◆ **TRECHO CITADO**

******************************

A inteligência artificial pode estar avançando a passos largos, mas as palestras de Amy Webb e Meredith Whittaker trouxeram um recado claro: o futuro ainda é moldado pelas nossas escolhas. E a boa notícia? Nunca tivemos tanto acesso à informação e ferramentas para tomar decisões melhores.
Webb apresentou cenários provocativos sobre o impacto da IA na sociedade, alertando para o “superciclo tecnológico” que estamos vivendo.
“Cada avanço que fazemos nos aproxima de um ponto sem volta, mas isso não significa que não possamos guiá-lo”, provocou. O fator humano segue sendo insubstituível em criatividade, ética e empatia.
E se estamos “sozinhos, apesar de conectados”, talvez o problema não esteja na tecnologia, mas na forma como a usamos. Kasley Killam, cientista social e pesquisadora de conexões humanas, trouxe um dado preocupante: 20% dos adultos nos EUA se sentem cronicamente sozinhos. A solidão, segundo ela, impacta nossa saúde tanto quanto fumar 15 cigarros por dia. Esse isolamento não é só físico; é emocional. E é aí que entra a IA.

******************************

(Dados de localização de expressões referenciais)
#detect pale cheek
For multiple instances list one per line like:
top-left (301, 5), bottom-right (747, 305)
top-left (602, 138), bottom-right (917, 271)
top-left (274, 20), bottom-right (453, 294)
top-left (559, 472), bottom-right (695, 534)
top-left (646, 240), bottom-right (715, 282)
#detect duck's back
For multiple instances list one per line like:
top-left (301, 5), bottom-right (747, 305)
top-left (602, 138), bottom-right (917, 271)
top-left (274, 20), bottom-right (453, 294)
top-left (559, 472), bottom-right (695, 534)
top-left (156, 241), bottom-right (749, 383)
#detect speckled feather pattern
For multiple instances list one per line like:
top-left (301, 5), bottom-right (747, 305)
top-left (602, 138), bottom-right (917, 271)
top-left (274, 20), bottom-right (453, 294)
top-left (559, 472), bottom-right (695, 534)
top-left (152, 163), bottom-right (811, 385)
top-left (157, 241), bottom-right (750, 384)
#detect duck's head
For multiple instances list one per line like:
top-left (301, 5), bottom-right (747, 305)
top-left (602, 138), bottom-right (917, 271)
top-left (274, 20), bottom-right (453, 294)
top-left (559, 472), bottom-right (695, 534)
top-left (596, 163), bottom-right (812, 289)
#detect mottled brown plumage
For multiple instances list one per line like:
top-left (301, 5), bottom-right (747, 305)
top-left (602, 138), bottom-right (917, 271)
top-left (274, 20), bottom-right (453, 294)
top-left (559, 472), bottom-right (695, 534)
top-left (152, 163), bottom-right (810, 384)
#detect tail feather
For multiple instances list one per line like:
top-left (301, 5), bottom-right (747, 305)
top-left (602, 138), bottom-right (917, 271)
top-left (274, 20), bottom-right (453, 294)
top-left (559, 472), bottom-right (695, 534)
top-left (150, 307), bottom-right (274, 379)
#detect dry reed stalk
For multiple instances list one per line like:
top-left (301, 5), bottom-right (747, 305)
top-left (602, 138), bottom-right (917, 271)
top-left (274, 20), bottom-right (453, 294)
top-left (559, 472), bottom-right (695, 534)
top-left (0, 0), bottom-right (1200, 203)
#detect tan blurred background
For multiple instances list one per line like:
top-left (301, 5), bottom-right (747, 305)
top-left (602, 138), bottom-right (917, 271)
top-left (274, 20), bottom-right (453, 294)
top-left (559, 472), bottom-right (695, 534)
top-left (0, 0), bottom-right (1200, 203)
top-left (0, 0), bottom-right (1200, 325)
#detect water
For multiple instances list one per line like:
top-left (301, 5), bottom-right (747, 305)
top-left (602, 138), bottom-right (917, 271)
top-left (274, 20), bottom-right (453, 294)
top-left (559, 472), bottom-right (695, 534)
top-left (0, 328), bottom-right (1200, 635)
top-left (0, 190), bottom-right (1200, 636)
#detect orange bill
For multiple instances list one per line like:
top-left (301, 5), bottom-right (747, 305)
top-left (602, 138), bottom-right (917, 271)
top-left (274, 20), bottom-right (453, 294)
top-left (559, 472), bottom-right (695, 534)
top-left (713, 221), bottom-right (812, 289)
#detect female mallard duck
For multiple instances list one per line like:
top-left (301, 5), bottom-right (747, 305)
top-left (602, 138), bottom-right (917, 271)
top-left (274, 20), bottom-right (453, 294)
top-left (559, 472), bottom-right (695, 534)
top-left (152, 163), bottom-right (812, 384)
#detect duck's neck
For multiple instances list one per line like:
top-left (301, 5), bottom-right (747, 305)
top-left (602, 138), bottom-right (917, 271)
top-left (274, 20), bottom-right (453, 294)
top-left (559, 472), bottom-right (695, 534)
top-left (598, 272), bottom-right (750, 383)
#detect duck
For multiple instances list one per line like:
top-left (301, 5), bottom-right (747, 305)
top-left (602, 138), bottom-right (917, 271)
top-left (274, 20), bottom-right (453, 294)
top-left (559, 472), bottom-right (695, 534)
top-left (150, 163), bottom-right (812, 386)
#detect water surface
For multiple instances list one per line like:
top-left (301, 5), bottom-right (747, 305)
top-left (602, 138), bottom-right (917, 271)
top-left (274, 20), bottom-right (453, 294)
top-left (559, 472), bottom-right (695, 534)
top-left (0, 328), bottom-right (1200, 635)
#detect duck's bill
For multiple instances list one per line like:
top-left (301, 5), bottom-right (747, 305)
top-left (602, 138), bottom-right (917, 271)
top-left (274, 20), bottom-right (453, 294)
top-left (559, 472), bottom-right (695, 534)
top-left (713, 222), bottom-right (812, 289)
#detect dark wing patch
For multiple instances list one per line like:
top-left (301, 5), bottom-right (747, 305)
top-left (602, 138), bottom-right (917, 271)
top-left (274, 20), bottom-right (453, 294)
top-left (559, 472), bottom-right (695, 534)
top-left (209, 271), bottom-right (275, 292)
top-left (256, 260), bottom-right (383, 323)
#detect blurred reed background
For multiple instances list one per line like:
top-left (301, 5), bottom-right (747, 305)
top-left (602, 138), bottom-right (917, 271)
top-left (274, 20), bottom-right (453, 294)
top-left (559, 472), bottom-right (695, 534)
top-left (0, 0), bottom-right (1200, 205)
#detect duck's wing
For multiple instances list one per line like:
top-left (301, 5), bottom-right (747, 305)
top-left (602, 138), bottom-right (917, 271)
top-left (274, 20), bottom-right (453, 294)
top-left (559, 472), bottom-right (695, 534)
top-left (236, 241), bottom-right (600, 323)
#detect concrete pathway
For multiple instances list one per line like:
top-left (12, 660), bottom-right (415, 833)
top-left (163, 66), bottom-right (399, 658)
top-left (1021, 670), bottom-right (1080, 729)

******************************

◆ **TAREFAS A REALIZAR**
**A)** Extraia do texto sobre inteligência artificial tudo o que vai de "A inteligência artificial" até "tomar decisões melhores.", sem alterar nenhuma palavra.
**B)** Responda às perguntas abaixo com base no texto sobre inteligência artificial.
(i) Quem apresentou cenários provocativos sobre o impacto da IA na sociedade?
(ii) Segundo Kasley Killam, que porcentagem dos adultos nos EUA se sente cronicamente sozinha?
(iii) A solidão impacta a saúde tanto quanto fumar quantos cigarros por dia?
**C)** Escreva a continuação do texto sobre inteligência artificial a partir do ponto em que ele termina.

◆ **RESPOSTAS DO EXERCÍCIO**
**A)**
A inteligência artificial pode estar avançando a passos largos, mas as palestras de Amy Webb e Meredith Whittaker trouxeram um recado claro: o futuro ainda é moldado pelas nossas escolhas. E a boa notícia? Nunca tivemos tanto acesso à informação e ferramentas para tomar decisões melhores.

**B)**
(i) Amy Webb.
(ii) 20%.
(iii) 15 cigarros por dia.

**C)**
Os sistemas de inteligência artificial estão prontos para interagir conosco como nunca antes. Mas queremos que nossa principal fonte de conexão no futuro seja um chatbot hiperinteligente? Ou queremos construir relações reais, sustentadas por empatia, propósito e presença? Essa foi a provocação deixada em diversos painéis. A tecnologia pode facilitar encontros, mas não pode substituir a experiência humana de se sentir visto, ouvido e compreendido.
Por que paramos de ouvir as pessoas? Por que estamos culpando as máquinas pelo afastamento das pessoas se isso é algo sobre o qual temos 100% de controle? Seria uma forma de escapar da nossa realidade egoísta onde ouvir os outros parece perda de tempo?
Em tempos de incertezas políticas, é natural esperar posicionamentos mais firmes. Mas, se os grandes players evitaram confrontos diretos, isso não significa que o evento tenha sido um palco de conformismo.
Afinal, Tim Berners-Lee, inventor da World Wide Web, não hesitou em defender a regulação da internet para evitar que o futuro digital se torne um monopólio de algumas poucas empresas.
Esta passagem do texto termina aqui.